### Extract
# best componet system out their



## solo20 (Jan 15, 2002)

time to upgrade my 95 caddie with a componet system need help choosing one.


----------



## Sporty (Jan 26, 2006)

> _Originally posted by solo20_@Feb 6 2008, 06:14 PM~9879550
> *time to upgrade my 95 caddie with a componet system need help choosing one.
> *



what's your budget?
what size are you looking for?


----------



## solo20 (Jan 15, 2002)

money is not an issue. here is what i was thinking 6x9's in the back then 6 1/2 in the front doors and not really sure what size tweeters .my goal is to have a componet system that can play loud as fuck with any type of music genre


----------



## solo20 (Jan 15, 2002)

iam not counting the 6x9's as part of the componet system just extra shit


----------



## incman78 (Sep 19, 2007)

i've always ran infinity mids and highs....and they're not that expensive..


----------



## KREPTLOW (Mar 15, 2005)

I was just shooping myself for one for a 2000 deville and I came across Focal, and was impressed with this system.


----------



## Brahma Brian (Nov 17, 2004)

http://cdtaudio.com/


----------



## scrapping_mazda_mini (Nov 15, 2002)

focal utopias you wont be disappointed cdts are ok too


----------



## Pitbullx (Jul 27, 2005)

u cant afford the "best'


----------



## 79 cutty (Sep 27, 2005)

> _Originally posted by Pitbullx_@Feb 8 2008, 10:15 AM~9894863
> *u cant afford the "best'
> *



:0 :0


----------



## solo20 (Jan 15, 2002)

bull shit lol the hell i can afford the best but lets get realistic here the best is not the most expensive all the time. hey mazda min have you heard the focal utopias in person if so does the sound flow from speaker to speaker smooth


----------



## 1ofaknd (May 31, 2003)

> _Originally posted by solo20_@Feb 8 2008, 02:12 PM~9895725
> *bull shit lol the hell i can afford the best  but lets get realistic here the best is not the most expensive all the time. hey mazda min have you heard the focal utopias in person if so does the sound flow from speaker to speaker smooth
> *


not always the most expensive, but even the "top 5" best...are not affordable by any means.


----------



## Pitbullx (Jul 27, 2005)

> _Originally posted by solo20_@Feb 8 2008, 02:12 PM~9895725
> *bull shit lol the hell i can afford the best  but lets get realistic here the best is not the most expensive all the time. hey mazda min have you heard the focal utopias in person if so does the sound flow from speaker to speaker smooth
> *


lmfao

I guess ur a baller if you can afford 4k dollars for a set of tweeters


----------



## solo20 (Jan 15, 2002)

i could but that would be retarted


----------



## solo20 (Jan 15, 2002)

### Problem set
1. Restate the paragraph in the component system thread beginning "money is not an issue" as a brief list that keeps its main facts.
2. Carry on the component system thread from the point where it stops.

### Provided data
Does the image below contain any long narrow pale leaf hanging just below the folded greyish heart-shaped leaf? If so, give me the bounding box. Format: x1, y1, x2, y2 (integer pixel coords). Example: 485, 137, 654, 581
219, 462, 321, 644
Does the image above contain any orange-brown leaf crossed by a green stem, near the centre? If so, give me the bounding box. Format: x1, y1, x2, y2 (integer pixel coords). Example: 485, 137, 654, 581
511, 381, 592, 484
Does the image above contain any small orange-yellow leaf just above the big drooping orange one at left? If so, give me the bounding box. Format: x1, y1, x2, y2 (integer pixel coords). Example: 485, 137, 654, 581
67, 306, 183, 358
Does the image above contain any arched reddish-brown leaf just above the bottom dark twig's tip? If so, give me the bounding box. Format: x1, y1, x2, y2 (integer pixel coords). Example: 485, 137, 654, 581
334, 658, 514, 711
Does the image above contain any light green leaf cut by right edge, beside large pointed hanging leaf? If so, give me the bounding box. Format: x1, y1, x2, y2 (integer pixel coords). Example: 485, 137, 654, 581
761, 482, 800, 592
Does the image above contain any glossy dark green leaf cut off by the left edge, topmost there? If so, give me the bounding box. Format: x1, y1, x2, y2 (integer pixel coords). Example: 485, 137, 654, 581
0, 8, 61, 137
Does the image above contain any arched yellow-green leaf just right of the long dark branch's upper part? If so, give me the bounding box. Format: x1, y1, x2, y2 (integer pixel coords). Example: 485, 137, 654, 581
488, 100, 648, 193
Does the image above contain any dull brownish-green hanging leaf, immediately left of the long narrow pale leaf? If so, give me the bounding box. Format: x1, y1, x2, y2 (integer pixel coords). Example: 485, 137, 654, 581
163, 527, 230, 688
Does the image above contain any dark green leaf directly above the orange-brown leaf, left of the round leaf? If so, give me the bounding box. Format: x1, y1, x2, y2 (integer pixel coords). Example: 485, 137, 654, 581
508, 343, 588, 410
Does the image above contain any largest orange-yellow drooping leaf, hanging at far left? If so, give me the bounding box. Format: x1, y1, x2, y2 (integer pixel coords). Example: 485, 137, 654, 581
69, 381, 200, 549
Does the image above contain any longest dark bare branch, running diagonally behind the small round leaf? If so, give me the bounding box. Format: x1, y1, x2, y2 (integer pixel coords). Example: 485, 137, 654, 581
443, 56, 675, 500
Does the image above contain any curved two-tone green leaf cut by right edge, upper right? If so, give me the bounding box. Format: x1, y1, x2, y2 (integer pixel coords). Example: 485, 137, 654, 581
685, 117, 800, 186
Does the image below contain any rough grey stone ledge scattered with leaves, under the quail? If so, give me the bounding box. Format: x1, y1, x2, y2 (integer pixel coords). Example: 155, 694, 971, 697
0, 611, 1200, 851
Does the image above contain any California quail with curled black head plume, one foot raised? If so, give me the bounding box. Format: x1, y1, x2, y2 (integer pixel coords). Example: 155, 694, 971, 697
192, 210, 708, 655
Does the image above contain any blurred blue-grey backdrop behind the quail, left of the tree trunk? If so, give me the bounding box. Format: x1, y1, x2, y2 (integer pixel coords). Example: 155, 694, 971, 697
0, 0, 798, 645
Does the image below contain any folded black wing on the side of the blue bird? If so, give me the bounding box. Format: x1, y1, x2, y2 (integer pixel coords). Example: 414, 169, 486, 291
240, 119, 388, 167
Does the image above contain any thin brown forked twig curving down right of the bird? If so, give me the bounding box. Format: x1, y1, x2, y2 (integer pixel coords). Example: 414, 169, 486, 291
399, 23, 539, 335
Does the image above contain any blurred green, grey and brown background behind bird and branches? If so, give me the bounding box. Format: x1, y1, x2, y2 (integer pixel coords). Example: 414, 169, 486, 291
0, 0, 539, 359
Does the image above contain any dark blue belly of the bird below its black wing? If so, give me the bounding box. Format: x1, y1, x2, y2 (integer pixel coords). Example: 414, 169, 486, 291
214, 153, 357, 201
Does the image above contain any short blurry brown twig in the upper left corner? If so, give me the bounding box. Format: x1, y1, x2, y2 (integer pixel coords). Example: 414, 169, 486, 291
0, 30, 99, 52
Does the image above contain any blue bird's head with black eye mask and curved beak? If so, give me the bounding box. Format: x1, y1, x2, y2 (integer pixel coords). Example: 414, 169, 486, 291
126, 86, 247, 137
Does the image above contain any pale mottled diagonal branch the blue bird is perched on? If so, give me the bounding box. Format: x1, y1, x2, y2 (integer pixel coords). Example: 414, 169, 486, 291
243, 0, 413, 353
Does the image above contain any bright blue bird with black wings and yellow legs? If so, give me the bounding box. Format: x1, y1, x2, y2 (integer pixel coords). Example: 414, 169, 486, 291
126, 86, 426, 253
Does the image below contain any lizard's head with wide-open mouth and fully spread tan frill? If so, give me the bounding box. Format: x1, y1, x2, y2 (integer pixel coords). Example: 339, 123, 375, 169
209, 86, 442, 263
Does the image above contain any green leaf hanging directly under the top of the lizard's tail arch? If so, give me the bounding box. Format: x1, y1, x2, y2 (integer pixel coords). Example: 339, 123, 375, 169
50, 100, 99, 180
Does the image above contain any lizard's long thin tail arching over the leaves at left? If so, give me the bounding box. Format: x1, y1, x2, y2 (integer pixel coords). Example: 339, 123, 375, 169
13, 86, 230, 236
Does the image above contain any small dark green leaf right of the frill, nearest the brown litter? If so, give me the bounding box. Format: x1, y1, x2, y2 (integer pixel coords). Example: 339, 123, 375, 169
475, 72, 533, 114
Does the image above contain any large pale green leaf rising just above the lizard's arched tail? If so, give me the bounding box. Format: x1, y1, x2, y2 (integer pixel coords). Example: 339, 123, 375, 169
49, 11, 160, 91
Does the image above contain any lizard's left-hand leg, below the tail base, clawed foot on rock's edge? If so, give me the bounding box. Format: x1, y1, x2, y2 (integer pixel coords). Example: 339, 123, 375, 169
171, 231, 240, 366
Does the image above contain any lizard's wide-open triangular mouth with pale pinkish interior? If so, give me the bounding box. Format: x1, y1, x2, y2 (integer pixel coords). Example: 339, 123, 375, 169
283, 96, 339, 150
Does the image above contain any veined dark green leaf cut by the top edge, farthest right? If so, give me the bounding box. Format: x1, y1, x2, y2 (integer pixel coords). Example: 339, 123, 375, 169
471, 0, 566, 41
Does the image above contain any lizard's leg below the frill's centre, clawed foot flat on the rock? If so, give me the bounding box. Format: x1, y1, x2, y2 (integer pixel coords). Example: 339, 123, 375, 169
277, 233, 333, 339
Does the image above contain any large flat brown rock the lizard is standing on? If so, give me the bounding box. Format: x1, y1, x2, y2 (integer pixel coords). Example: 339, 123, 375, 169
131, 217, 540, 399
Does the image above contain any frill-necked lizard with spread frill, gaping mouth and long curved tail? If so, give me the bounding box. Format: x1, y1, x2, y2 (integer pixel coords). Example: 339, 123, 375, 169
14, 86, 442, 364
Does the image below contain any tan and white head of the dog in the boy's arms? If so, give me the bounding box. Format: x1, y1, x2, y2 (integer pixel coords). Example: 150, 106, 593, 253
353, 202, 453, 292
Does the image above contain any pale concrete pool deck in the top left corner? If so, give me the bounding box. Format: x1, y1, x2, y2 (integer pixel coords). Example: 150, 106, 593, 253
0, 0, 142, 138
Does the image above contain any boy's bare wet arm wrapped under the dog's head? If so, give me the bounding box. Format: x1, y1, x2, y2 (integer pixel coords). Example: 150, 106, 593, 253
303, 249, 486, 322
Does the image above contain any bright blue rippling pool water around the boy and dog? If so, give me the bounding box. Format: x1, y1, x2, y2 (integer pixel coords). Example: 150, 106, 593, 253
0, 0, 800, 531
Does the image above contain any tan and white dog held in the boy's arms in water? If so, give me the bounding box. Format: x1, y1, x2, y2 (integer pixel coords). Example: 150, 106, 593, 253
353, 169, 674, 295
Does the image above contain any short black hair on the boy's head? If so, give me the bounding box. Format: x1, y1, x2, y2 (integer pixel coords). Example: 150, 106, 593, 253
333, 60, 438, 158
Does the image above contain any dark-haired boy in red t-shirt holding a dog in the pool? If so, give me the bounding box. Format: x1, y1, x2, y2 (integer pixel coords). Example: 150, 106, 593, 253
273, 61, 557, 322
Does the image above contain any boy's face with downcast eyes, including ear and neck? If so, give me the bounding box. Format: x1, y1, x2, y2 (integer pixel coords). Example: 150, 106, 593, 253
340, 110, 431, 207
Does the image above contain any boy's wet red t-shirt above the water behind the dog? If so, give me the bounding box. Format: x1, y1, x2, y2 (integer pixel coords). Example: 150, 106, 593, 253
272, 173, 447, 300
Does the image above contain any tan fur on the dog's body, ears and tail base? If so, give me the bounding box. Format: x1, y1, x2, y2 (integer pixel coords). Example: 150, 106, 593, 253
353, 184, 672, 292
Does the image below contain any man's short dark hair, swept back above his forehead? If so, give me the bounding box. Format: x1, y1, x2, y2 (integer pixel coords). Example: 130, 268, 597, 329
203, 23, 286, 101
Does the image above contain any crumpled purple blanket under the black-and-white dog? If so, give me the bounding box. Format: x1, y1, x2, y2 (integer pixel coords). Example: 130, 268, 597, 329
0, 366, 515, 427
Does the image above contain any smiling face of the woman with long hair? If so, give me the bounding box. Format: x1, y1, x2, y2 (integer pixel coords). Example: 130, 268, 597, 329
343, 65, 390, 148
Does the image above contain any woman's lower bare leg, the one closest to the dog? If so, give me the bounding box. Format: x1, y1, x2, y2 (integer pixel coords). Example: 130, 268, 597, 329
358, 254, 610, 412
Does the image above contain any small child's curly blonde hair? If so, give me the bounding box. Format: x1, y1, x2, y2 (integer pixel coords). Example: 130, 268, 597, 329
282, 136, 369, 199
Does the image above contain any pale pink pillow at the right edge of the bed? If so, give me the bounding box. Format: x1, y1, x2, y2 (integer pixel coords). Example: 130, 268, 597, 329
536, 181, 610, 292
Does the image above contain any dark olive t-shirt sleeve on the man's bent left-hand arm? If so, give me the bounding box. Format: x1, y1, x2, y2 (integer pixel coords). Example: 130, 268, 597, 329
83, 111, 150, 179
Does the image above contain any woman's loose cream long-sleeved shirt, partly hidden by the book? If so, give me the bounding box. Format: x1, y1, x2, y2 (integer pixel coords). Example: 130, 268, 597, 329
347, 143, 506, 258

### Results by task
1.
- Cost is not a concern.
- 6x9 speakers are planned for the rear.
- 6 1/2 speakers are planned for the front doors.
- The tweeter size is still undecided.
- The aim is a component system that plays very loud with any genre of music.

2.
is the
Focal 165W3 - Focal 3 Way Utopia Component any good


----------



## 1ofaknd (May 31, 2003)

> _Originally posted by solo20_@Feb 8 2008, 04:00 PM~9896469
> *i could but that would be retarted
> *


well you asked for the best, that's the kinda cash involved in "the best" lol


----------



## Pitbullx (Jul 27, 2005)

> _Originally posted by solo20_@Feb 8 2008, 04:00 PM~9896469
> *i could but that would be retarted
> *


4k for 2 tweets 6k for 2 midrange and another 6k for midbasses.... you must have a house made of platinum and ivory....


----------



## Crenshaw's Finest (Mar 9, 2006)

> _Originally posted by Pitbullx_@Feb 8 2008, 02:17 PM~9896564
> *4k for 2 tweets 6k for 2 midrange  and another 6k for midbasses.... you must have a house made of platinum and ivory....
> *


What brand is that out of curiosity?? Why so much? Must be some studio refference line or something.


----------



## solo20 (Jan 15, 2002)

what brand are yall talking about. this speakers better be made of fucking gold


----------



## solo20 (Jan 15, 2002)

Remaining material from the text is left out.